• _Page extract_:
● ● ● ● ●

As John discussed, we are reaffirming our operational outlook. As was the case with FY16, FY17 remains an investment year, but we expect those investments to pay off and give us even stronger operational and financial foundations for the long-term. To recap, we are pleased with the steady performance of our journals business, the continued strong growth of our solutions businesses, the progress of our ERP and office transformation and many other developments across Wiley. There are challenges, to be sure, particularly in traditional book publishing, but we are working through those and will keep you informed. Wiley colleagues remain energized by recent changes and by each other.
In summary, Wiley continues to be well positioned for a long, sustainable future, driving academic and professional impact as one of the world's leading knowledge and learning businesses. With that as background, we welcome your comments and questions.
Operator
(Operator Instructions)
Drew Crum, Stifel.
Drew Crum - Analyst
I wanted to ask about Atypon first. Any way to quantify revenue synergies that you are anticipating from this acquisition on a go-forward basis? The $0.15 of dilution that you are guiding for FY17, it would look to be $0.20-plus on annualized basis. What does the ramp to accretion look for this asset? Is this something that will ramp quickly or is it something you're going to continue to invest behind and it will be more similar to the trajectory we've seen with Deltak? Thanks.
John Kritzmacher - CFO and EVP of Technology and Operations
Drew, first with respect to revenue synergies, we'd say at this point in time that there are in the near-term relatively small synergies as we look for, as Mark described, opportunities to generate new revenue based on new services. I would say that part of our case is relatively small in the near-term but we think there are important prospects for the future. We do believe that is an important opportunity with Atypon but it's a little bit further down the road for the creation and the delivery of those new services. I would say with respect to dilution, the (inaudible) impacts inside of this year include -- and into next year include the cost of our transition from the existing Wiley Online Library platform on to the Literatum platform, so the benefit for our earnings performance starts to make its way into our results inside of very back end of our FY18, more in to FY19. Think about benefit to our earnings happening in FY19 and beyond.

● ● ● ● ●

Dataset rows
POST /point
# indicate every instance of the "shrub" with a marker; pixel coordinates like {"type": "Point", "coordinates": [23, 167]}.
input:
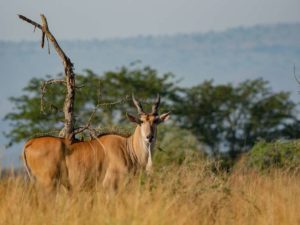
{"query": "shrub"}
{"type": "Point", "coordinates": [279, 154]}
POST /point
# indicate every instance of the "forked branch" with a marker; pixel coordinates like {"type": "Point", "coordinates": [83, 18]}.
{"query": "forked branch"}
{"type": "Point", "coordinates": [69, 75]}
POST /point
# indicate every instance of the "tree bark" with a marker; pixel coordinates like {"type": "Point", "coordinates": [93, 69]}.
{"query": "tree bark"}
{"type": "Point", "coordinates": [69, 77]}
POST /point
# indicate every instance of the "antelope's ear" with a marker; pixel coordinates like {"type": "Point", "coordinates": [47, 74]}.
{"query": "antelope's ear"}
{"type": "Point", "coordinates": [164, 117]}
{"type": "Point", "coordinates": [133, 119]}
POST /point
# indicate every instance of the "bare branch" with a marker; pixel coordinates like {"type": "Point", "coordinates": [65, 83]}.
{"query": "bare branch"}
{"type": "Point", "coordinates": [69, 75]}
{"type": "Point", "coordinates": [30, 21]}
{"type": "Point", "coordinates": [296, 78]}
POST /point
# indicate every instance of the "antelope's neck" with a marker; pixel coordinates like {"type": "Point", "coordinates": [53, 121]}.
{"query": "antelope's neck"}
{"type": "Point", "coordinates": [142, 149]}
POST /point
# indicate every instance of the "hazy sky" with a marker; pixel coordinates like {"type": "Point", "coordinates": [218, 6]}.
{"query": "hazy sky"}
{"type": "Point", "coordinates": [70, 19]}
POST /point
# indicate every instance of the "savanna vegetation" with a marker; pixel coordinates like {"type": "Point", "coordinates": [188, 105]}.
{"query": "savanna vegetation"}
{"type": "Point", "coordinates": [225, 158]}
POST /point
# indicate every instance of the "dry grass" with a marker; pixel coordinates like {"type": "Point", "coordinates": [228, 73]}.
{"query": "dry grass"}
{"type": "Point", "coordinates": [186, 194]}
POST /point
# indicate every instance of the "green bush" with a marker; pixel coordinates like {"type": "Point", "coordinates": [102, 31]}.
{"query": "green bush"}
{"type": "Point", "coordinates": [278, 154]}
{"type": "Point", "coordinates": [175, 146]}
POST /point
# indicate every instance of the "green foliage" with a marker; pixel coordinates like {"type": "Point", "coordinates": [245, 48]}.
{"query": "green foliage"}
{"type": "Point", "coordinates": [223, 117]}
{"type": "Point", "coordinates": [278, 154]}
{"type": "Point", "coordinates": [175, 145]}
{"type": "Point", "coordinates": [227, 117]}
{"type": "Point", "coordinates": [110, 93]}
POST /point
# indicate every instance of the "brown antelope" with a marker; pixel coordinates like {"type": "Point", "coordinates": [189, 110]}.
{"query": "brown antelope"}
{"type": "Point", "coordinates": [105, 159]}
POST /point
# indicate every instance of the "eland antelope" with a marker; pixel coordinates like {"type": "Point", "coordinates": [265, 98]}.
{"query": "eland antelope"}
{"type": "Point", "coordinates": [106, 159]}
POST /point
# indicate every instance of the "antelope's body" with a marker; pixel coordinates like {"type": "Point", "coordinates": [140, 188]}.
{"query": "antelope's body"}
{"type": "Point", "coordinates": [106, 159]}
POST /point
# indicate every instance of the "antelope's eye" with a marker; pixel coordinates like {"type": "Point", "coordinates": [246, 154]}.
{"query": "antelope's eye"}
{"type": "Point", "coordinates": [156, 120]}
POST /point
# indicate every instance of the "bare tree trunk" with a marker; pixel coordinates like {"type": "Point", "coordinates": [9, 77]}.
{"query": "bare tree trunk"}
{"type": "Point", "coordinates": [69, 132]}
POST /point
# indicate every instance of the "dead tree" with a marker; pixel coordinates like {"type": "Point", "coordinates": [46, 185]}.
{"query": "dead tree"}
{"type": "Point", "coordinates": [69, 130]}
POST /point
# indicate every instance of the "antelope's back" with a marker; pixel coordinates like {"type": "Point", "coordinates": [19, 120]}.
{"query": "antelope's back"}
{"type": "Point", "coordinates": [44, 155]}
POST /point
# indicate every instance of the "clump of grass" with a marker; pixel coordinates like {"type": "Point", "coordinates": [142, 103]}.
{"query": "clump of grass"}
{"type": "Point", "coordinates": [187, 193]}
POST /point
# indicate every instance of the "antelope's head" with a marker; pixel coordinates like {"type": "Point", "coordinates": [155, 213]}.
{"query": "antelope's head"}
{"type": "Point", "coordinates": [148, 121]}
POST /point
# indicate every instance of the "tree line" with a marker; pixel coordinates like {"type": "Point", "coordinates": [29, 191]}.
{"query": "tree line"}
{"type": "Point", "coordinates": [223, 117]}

● ● ● ● ●

• _To-do list_:
A) According to the Wiley earnings call transcript, which part of Wiley's business faces particular challenges?
B) Please go on with the Wiley earnings call transcript from its last sentence.

• _Exercise results_:
A) Traditional book publishing.

B)
Drew Crum - Analyst
Got it. Okay. More of a big picture question, I think exiting FY16 you saw some improvement for the books business overall and thought that you -- the rate of decline for that part of the business would decelerate. I know it's just one quarter, but it seems the rate of decline accelerated. Just how you're thinking about that business, or that part of the business, through the balance of FY17. Should things get better? Do they get worse? Just want a little more color on that. Thanks.
Mark Allin - President and CEO
Hi, Drew. It's Mark. Yes, the declines we've seen in the last quarter and a little before that are greater probably than we expected them to be 6 to 12 months ago. I think as I've touched on, with respect particularly to education, there are some factors, much of which revolve around print inventory, the way the channel is evolving and student purchasing behavior, particularly the growth in rental and some of the battles being fought around price.
I would say that it does cause us to carefully evaluate the portfolio going forward across that book business and through the balance of the year. At this point I think we expect declines to continue roughly in the range that they are now. We do need to see the education fall selling season play out through that. The performance of the digital business that grow out of our businesses, WileyPLUS, the test perpetration business, the e-book business continue to be strong foundations and to have good growth characteristics. But as far as print is concerned, we do see the balance of the year looking somewhat like the previous 12 months we've experienced and that's why we're evaluating the portfolio carefully.
Drew Crum - Analyst
Got it. One last question, Mark, related to education. Give us an update on your exposure to the profit -- excuse me, for-profit school operators.
Mark Allin - President and CEO
It's pretty limited. Pretty limited. In our online program management business we have no exposure there. The for-profit schools have always been purchases of custom material. Some of the declines we've seen there may be impacted by that but it's not a big part of that business and never has been.
Drew Crum - Analyst
Okay. Thanks, guys.
Operator
(Operator Instructions)
Our next question comes from Daniel Moore from CJS Securities.
Daniel Moore - Analyst
Good morning. Thank you. Wanted to just follow up again on that theme and jump in to one or two others. I think you mentioned the education business, North America down 17% year to date for the industry. That would seem to me to go beyond just inventory and changes in buying patterns.
I guess what caught my eye is WileyPLUS and e-books down as well. Is there some other acceleration change that you're seeing? Is there any timing as it relates to the start of these academic years that you're seeing? Any other color just around beyond just print, but your exposure to the global secondary education business would be very helpful.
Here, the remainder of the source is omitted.